[SHORT PROBLEM 1]
Report every line of the records that contains the word "wire", copying each such line in full.

[TEXT PASSAGE]

+++

A patron at a Cuban café in Key West attempts to feed a chicken a plantain on a fork.

This small café, tucked behind the Smallest Bar in Key West, was a chicken paradise. We settled into a small outdoor table and were entertained by chickens as we awaited our lunch.  One cocky rooster with huge spurs was begging for handouts from the table next to us, and the patron there was holding a fork with a whole cooked plantain, poking it into the bird’s face.  Chickens peck at food—they don’t grab entire chunks like this in their beaks but the diner was determined.  Meanwhile in a small patch of dirt nearby a hen with three chicks was scraping up a hole for her brood, that soon crawled in underneath her, hidden from sight.  When the diner with the plantain left I gave the rooster more of what he was looking for:  rice and beans and crumbled corn chips.  Soon the hen and her chickens came over too to eat this feast.  It was all very fun, but unsanitary I am certain. And their restroom was unsanitary to the max too, but that’s another story.

Elsewhere in the Keys chickens were roaming too.  In one convenience store parking lot I photographed a couple of “free range” chickens posing right in front of a fried chicken sign—if only they knew. And even our place at the Ragged Edge was full of chickens that greeted us when we returned for the day, and begged at our screened-in porch door for handouts too.  I kept some leftovers in the refrigerator to share with them as well.

With all these chickens around I got curious and did a stint of Googling to find out more. There has been a long running controversy, in Key West especially, about the loose chickens. Loose chickens here apparently originated from backyard chickens that were released, and others came from released fighting cocks when these fights became illegal. Over the years the loose population expanded, helped along by the many chicken-lovers who fed and encouraged them.

+++

[SHORT PROBLEM 2]
According to the piece about chickens in the Keys, where did Key West's loose chickens come from, and what helped their numbers grow? Answer in one to three sentences.

+++

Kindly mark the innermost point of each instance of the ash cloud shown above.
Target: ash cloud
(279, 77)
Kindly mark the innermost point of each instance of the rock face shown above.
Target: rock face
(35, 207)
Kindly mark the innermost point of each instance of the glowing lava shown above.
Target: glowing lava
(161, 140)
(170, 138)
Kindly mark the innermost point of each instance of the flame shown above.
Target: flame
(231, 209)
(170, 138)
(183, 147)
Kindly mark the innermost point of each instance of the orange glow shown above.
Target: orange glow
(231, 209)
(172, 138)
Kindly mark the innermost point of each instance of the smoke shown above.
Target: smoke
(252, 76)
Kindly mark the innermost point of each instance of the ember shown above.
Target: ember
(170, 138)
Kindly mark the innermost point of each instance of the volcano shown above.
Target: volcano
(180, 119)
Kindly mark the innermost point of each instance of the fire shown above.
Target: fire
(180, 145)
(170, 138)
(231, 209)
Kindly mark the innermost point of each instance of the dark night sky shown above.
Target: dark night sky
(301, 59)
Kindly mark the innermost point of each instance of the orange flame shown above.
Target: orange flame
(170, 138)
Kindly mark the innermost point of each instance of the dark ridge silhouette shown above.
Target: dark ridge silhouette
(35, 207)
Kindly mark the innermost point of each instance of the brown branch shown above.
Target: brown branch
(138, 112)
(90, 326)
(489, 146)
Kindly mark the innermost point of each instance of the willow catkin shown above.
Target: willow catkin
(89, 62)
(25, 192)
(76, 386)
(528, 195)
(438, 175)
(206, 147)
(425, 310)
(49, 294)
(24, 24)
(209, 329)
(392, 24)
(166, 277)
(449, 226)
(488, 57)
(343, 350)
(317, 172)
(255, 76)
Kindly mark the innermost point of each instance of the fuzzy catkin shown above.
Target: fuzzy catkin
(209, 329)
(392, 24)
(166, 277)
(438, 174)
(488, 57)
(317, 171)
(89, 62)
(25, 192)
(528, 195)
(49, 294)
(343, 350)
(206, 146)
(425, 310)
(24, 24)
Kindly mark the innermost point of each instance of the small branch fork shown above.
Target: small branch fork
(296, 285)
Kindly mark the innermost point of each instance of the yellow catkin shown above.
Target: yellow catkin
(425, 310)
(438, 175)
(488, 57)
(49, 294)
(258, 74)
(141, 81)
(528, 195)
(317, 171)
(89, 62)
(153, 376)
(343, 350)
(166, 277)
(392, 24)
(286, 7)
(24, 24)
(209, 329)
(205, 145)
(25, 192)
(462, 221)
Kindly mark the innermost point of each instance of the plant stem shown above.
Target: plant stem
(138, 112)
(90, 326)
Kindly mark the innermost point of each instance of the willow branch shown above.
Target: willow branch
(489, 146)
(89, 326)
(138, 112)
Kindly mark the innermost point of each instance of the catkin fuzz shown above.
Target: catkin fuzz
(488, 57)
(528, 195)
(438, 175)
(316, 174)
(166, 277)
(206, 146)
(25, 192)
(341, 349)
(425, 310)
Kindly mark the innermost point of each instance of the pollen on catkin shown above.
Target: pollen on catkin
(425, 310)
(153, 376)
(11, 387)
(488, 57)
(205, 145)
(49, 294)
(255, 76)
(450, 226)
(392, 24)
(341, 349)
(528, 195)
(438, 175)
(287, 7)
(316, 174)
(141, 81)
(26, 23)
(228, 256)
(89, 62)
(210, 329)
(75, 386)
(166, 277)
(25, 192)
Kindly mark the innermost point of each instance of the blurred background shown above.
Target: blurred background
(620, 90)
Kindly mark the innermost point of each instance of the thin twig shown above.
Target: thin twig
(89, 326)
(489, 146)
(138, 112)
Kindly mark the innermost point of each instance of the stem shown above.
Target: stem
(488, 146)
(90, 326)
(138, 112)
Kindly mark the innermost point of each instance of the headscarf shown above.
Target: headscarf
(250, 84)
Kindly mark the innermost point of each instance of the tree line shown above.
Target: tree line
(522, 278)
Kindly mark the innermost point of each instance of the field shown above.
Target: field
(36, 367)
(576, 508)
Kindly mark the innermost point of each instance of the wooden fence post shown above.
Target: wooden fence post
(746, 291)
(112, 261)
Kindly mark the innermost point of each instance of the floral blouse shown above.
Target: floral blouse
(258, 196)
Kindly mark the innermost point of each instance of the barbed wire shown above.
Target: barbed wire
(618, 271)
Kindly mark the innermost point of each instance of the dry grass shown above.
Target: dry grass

+++

[REPLY 1]
Kindly mark the innermost point of each instance of the barbed wire shown above.
Target: barbed wire

[REPLY 2]
They came from backyard chickens that were released and from fighting cocks that were let go once the fights became illegal. Over the years their numbers grew with help from the many chicken-lovers who fed and encouraged them.